> **WRITTEN REQUEST**
Write out each entry, exactly the way it appears.

▽

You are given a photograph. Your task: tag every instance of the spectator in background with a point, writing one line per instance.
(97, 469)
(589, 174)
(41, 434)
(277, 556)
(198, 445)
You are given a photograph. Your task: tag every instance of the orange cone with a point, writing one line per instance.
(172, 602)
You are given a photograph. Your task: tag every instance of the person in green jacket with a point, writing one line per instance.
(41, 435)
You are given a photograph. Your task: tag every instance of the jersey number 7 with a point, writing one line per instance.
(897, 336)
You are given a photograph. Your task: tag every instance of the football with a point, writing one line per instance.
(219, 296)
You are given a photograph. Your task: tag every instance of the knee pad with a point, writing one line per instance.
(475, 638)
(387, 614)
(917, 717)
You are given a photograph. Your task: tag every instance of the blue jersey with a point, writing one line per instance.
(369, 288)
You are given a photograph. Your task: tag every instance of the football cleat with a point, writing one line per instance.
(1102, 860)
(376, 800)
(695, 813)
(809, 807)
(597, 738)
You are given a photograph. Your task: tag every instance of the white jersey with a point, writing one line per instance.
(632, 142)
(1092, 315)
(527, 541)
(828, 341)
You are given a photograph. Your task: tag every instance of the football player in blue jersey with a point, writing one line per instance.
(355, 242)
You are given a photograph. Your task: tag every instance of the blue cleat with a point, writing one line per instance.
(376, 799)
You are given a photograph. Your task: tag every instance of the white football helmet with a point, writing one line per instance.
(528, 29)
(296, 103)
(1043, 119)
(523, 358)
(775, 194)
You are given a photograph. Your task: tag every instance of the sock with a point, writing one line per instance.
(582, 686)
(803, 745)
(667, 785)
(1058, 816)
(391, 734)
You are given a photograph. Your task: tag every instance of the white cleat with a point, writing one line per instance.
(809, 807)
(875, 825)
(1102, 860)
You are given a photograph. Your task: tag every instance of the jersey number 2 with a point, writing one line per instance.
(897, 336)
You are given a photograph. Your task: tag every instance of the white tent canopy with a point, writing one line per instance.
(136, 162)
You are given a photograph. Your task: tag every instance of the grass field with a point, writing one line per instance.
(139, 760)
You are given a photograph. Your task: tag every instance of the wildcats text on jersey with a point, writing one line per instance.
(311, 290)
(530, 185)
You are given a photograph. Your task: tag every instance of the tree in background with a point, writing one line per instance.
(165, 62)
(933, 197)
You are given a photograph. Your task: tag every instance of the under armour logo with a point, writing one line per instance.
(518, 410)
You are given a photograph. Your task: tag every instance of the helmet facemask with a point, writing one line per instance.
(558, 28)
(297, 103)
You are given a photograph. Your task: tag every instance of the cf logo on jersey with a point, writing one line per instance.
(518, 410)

△

> **EXPECTED ANSWER**
You are given a photograph. Your task: tag every instance of the spectator in background with a point, writing one line per instance.
(97, 469)
(589, 174)
(41, 434)
(277, 556)
(198, 445)
You are given a photograph. Your task: tag every instance of the orange cone with a point, writing one line per instance.
(172, 602)
You are given a photograph. Your task: tag every instance of the person in green jacket with a point, writing one line per instance.
(41, 435)
You are given a photograph. Your task: tag every instance of the jersey number 7 with a point, writing one line per instance.
(897, 336)
You are given a photograph. Your task: tag every instance of the football with a point, writing one line per instance.
(219, 296)
You are given a photograph. Your task: tag every instance of the knee pad with a point, writing one line per instance.
(475, 638)
(387, 614)
(917, 717)
You are given a photograph. Your task: tag every instance of the blue jersey with a point, writing one line per instance.
(369, 288)
You are given a photograph. Your task: tag every instance of the football cleat with a point, writing one line per instance.
(1102, 860)
(376, 800)
(695, 813)
(809, 807)
(597, 738)
You are given a photograph. Your task: tag every instance of the white jersey with a point, writing one line per instance.
(632, 142)
(1092, 315)
(527, 541)
(828, 341)
You are given a photograph. Your task: tag every instance of the football player in blue jersey with a point, writing one line per instance.
(355, 242)
You are given a photograph. Your task: tag every instance of the blue cleat with a point, writing one line per instance.
(376, 799)
You are given a photograph. Your task: tag every instance of the white football helmet with a point, writing one line per instance.
(528, 29)
(296, 103)
(1043, 119)
(523, 358)
(775, 194)
You are given a photograph. Your task: tag every instance of the sock with a point, writing one line per instance.
(582, 686)
(803, 745)
(667, 785)
(1058, 816)
(391, 734)
You are given a photograph. Your task: tag every instance of the white cleat with a point, writing one line per instance.
(809, 807)
(875, 825)
(1102, 860)
You are given a photograph. Your task: tag every instance of the jersey number 2 with a point, writing one line per instance.
(897, 336)
You are given a photograph. Your task: tag every instance of the white tent canopy with a point, writing one line per instance.
(136, 162)
You are given a photograph. Your task: tag every instance of the grass field with a point, writing one line per instance.
(139, 760)
You are given a photograph. Your task: tag every instance of the wildcats text on jersey with a point, writing one line per instance.
(311, 290)
(530, 185)
You are given a photograph. Your task: tag every instance of the tree in background with a point, writing one line per instance.
(165, 62)
(933, 197)
You are given a photograph. Your task: tag every instance of the under armour logo with a point, writing one line per instance.
(518, 410)
You are given a photograph. Your task: tag every instance of the helmet facemask with a point, writing one line per instance.
(558, 28)
(297, 103)
You are given a photograph. Your task: tag every instance of the cf logo on jersey with a point, writing one line per instance.
(518, 410)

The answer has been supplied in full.